## Passage to read:
## Begin
A prenup business owner Saskatchewan entrepreneurs should sign is called an interspousal contract under The Family Property Act § 38. It can exclude 100% of business value from the default 50/50 division, costs $1,500-$5,000 with mandatory independent legal advice for both spouses, and should be signed 30-60 days before the wedding.
Saskatchewan operates a deferred community-of-property regime: without an agreement, The Family Property Act § 21 presumes equal (50/50) division of all family property at separation, including business interests, shares, and farm operations. A properly executed interspousal contract is the only reliable tool to shield an LLC, corporation, partnership, or farm from this default rule. This guide explains the statutory requirements, business valuation pitfalls, drafting strategies, and costs for an entrepreneurial prenup in Saskatchewan.
Key Facts: Prenups and Divorce in Saskatchewan
| Factor | Detail |
|---|---|
| Filing Fee (divorce) | $200 uncontested petition; $300 contested; +$95 judgment; +$10 certificate (as of March 2026) |
| Waiting Period | 31 days after divorce judgment before it takes effect |
| Residency Requirement | One spouse habitually resident in Saskatchewan 1 year before filing (Divorce Act s. 3(1)) |
| Grounds | No-fault: 1-year separation, adultery, or cruelty (Divorce Act s. 8) |
| Property Division Type | Deferred equal sharing (50/50) under The Family Property Act, 1997 |
| Prenup Name | Interspousal contract (s. 38) |
| Independent Legal Advice | Mandatory for both spouses (s. 38(2)) — strictest in Canada |
| Prenup Cost Range | $1,500-$5,000 total (both lawyers) |
What Is a Business Owner Prenup in Saskatchewan?
A prenup for a business owner in Saskatchewan is a written interspousal contract executed under The Family Property Act § 38 that designates business interests as excluded family property. It overrides the default 50/50 split, requires independent legal advice from separate lawyers for each spouse, and is presumptively enforceable once the strict statutory formalities are met.
## End
## Task instructions:
Pick up the Saskatchewan business owner prenup guide right after its last sentence and keep writing it.

[Saved data entries]
## Begin
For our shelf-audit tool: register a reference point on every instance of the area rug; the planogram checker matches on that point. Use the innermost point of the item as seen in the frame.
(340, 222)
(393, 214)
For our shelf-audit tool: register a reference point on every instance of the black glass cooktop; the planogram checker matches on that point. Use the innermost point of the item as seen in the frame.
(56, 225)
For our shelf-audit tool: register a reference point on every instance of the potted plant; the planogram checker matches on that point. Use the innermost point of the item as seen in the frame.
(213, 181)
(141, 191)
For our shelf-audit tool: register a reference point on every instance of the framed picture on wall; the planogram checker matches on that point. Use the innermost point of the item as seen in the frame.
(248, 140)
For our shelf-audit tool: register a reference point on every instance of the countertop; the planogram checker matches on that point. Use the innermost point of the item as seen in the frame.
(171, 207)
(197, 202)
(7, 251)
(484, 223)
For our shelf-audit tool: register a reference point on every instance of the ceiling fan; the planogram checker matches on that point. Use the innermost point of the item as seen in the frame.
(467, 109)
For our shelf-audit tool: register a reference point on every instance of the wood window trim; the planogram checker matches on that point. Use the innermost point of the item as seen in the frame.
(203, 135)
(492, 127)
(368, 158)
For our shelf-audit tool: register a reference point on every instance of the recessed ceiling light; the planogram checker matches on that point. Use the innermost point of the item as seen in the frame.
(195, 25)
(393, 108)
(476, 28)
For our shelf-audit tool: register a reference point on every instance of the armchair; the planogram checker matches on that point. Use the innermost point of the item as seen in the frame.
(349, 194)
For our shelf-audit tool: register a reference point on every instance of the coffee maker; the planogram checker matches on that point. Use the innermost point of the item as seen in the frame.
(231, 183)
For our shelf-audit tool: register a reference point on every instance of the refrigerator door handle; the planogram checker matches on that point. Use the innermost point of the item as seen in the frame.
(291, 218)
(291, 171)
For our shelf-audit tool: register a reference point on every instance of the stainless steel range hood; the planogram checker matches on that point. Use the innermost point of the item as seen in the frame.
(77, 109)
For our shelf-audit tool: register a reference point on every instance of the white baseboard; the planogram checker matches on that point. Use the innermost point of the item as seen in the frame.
## End
## Output for this exercise:
Unlike American jurisdictions where the document is simply called a prenuptial agreement, Saskatchewan uses the statutory term "interspousal contract." Under The Family Property Act § 38(4), the contract may govern the possession, ownership, management, or distribution of family property at any time, including at separation, dissolution of marriage, or declaration of nullity. It may apply to property owned by both spouses or by each of them at or after the contract date. Couples may sign before commencing cohabitation, but the contract is unenforceable until cohabitation actually begins. For business owners, this means the protective LLC prenup or corporate-shielding clause has no legal force until the relationship starts — timing the signature 30-60 days before the wedding is the recommended best practice.
Why Saskatchewan Business Owners Need a Prenup
Without a prenup, a Saskatchewan business owner risks losing 50% of the business value accumulated during the marriage at separation. Under The Family Property Act § 21, the court presumes equal division of all family property, and the statutory definition explicitly captures shares in a corporation, partnership interests, and trust interests — even if the non-owner spouse never participated in operations.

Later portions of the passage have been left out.